* EXCERPTED PASSAGE *
Still My Bretheren
And now it came to pass that as Alma was journeying from the land of Gideon southward, away to the land of Manti, behold, to his astonishment, he met with the sons of Mosiah journeying towards the land of Zarahemla.
Now these sons of Mosiah were with Alma at the time the angel first appeared unto him; therefore Alma did rejoice exceedingly to see his brethren; and what added more to his joy, they were still his brethren in the Lord; yea, and they had waxed strong in the knowledge of the truth; for they were men of a sound understanding and they had searched the scriptures diligently, that they might know the word of God. Alma 17:1-2
In 1998 I was called to serve in the Philippines San Fernando mission. When I arrived at the MTC I was a little worried that all my MTC gear said “Philippines Olongapo”, a word that made much less sense than “San Fernando” but it didn't really matter. It was still the Philippines, still Tagalog speaking.
My MTC district was ten elders, five of us going to Olongapo, five to another mission. (sorry elders, I've forgotten where you went.)
The five of us who went to Olongapo, our “batch” as the mission parlance at the time went, bumped into one another from time to time. One elder and I were trained on the Bataan Peninsula, where the infamous Bataan Death March began. (note: it's not pronounced “baton”, it's “bata-an”. Say each vowel, and they're all the same, no diphthongs in Tagalog. Thank you. You're making me crazy when you say it wrong.)
I spent a little time in a district with one of my other “batch mates”, and, somehow, took over areas from batch mates three times. So even if I saw my MTC brethren but rarely I heard stories about them from their previous companions or wards.
Near the end of our missions we saw each other once a month at Zone Leaders Conference, and got to learn from one another as our mission president called on us to share with the other zone leaders.
And then, in 2000, we returned home. We all flew together from Manila to Hong Kong, from Hong Kong to California, where one elder lived, and then the rest of us got on different planes to our various homes and then...
I lived with one of my batch mates for a few months in 2001, before I got married.
And then it's been twenty years. I found one of our batch on Facebook, my roommate from my pre-marriage days, but neither of us have been all that active on the Big Blue Menace, so that wasn't a strong connection. For the most part I've just sort of wondered where everyone went and what they were up to.
So imagine my joy when, in the midst of the pandemic, one of my friends told me that we were trying to get the entire batch together for a Zoom call, and in that call I discovered that they were my brethren still. A loneliness I didn't know I was feeling has been assuaged.
Since then we've had a surprisingly active group text thread going. A lot of it is talking about the mission, all those years ago. But we're also all dads, we've had lives full of all the commonplace but remarkable adventures that make up the human experience. We aren't Alma and the sons of Mosiah, it's true. And we've spent the past twenty years having jobs instead of converting entire cities.
But we are still brethren in the gospel.

* ENTRIES SHOWN *

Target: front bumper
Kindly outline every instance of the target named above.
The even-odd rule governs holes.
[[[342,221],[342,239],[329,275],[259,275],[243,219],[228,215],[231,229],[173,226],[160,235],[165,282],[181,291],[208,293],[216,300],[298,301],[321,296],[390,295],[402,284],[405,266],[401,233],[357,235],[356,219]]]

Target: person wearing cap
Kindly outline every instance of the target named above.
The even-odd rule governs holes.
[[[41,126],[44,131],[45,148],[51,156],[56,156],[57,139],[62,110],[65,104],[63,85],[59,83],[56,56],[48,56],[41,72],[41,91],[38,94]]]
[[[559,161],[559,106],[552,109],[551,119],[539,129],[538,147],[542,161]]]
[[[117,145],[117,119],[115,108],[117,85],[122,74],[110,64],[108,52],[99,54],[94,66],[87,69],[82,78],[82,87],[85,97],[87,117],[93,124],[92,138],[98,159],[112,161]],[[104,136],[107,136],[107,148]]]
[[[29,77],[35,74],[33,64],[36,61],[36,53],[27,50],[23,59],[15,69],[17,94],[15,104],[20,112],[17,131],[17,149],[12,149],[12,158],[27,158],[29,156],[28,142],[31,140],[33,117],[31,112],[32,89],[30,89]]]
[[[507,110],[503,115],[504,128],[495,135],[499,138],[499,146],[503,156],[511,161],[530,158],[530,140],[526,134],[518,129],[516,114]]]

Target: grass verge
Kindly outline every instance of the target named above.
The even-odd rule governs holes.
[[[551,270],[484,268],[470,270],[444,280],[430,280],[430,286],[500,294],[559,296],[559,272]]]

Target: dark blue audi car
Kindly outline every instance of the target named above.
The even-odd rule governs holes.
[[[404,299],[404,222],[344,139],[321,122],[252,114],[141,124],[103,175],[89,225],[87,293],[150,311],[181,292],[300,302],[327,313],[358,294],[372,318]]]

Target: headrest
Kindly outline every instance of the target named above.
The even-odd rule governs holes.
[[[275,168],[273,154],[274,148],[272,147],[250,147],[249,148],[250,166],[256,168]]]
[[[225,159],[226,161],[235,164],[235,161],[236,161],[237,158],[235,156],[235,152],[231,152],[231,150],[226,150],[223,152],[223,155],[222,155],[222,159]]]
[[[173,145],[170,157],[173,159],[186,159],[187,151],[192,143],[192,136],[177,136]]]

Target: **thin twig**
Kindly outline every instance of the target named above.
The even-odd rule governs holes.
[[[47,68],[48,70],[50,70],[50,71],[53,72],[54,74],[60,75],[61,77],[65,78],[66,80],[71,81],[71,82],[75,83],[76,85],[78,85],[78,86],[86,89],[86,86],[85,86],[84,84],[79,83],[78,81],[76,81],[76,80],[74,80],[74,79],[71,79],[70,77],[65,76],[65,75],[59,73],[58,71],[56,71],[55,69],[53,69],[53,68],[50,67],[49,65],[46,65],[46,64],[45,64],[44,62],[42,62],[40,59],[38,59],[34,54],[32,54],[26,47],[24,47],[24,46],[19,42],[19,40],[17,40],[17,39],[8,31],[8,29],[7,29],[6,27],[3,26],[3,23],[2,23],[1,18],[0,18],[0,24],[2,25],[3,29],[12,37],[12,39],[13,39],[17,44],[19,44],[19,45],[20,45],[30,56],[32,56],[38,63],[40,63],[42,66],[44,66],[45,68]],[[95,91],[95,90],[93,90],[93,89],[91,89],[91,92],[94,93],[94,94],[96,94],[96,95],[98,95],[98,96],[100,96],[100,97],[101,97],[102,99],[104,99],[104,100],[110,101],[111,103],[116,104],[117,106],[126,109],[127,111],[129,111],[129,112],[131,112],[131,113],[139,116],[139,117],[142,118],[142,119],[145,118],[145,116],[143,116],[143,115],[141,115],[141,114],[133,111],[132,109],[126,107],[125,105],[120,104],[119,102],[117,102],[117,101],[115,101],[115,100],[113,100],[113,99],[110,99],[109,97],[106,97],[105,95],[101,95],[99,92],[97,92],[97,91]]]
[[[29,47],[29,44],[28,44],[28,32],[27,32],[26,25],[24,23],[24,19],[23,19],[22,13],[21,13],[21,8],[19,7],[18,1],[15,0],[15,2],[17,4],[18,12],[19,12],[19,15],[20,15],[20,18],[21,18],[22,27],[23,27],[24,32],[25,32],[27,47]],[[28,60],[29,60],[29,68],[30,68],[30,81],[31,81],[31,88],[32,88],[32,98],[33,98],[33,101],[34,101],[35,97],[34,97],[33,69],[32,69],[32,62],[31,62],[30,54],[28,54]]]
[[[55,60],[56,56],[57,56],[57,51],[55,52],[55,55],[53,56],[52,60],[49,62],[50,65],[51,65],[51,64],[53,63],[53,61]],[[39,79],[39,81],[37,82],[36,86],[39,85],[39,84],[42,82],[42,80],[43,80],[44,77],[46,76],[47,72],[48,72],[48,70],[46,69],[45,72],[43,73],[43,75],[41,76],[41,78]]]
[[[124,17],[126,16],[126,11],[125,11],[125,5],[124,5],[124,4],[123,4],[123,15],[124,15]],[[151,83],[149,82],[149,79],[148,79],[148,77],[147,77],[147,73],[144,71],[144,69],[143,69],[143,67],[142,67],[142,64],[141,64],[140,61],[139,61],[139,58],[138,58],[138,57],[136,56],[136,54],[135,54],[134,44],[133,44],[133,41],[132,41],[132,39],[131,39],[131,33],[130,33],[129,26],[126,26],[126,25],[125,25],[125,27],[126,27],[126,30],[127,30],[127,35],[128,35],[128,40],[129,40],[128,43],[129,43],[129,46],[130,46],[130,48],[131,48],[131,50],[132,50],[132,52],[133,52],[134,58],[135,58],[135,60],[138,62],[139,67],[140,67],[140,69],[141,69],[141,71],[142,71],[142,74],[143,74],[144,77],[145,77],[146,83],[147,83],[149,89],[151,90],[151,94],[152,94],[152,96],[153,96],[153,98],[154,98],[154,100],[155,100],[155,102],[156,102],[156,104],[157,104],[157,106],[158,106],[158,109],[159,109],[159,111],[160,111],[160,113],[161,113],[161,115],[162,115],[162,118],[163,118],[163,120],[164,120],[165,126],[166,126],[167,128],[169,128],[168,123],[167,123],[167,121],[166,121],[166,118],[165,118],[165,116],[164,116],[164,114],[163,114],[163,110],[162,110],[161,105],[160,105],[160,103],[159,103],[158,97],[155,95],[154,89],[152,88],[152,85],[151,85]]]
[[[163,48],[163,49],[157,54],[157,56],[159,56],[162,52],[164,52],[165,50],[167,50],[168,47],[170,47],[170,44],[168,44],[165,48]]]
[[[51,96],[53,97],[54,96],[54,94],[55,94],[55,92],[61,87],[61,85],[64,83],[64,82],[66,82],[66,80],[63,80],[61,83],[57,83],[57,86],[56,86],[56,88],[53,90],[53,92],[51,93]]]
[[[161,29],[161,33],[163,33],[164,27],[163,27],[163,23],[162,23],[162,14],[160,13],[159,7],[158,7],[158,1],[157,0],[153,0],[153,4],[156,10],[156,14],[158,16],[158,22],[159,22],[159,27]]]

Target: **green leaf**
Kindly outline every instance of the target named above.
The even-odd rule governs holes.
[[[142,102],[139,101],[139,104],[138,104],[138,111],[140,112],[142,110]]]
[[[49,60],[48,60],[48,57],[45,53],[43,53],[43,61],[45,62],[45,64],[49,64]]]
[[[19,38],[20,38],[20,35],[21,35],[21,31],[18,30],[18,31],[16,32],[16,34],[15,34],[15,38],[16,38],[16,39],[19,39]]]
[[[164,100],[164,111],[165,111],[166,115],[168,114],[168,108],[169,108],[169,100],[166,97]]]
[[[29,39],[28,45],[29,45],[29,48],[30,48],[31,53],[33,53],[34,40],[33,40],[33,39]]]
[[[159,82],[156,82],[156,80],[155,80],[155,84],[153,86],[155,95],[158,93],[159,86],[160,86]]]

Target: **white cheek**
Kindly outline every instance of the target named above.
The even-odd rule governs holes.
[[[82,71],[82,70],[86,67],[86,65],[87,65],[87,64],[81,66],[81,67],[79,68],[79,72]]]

* BRIEF 1 *
Answer these questions about the mission reflection, one answer a line and marked to match:
(a) What place name was printed on the author's MTC gear?
(b) How many elders were in the author's MTC district?
(c) How often did the batch see one another near the end of their missions, and at what event?
* BRIEF 2 *
Turn the paragraph of the mission reflection that opens "Since then we've had a surprisingly active group text thread" into a bulleted list that keeps its main facts.
* BRIEF 3 *
List every place name that the mission reflection mentions in the author's own account, leaving out the opening scripture passage.

* EXERCISE ANSWER 1 *
(a) "Philippines Olongapo."
(b) Ten.
(c) Once a month, at Zone Leaders Conference.

* EXERCISE ANSWER 2 *
- The group has kept up a surprisingly active text thread.
- Much of the talk concerns the mission from years before.
- All of the members are now fathers, with lives full of commonplace but remarkable adventures.
- They are not Alma and the sons of Mosiah.
- They have spent the past twenty years holding jobs rather than converting entire cities.

* EXERCISE ANSWER 3 *
- Philippines
- San Fernando
- Olongapo
- Bataan Peninsula
- Manila
- Hong Kong
- California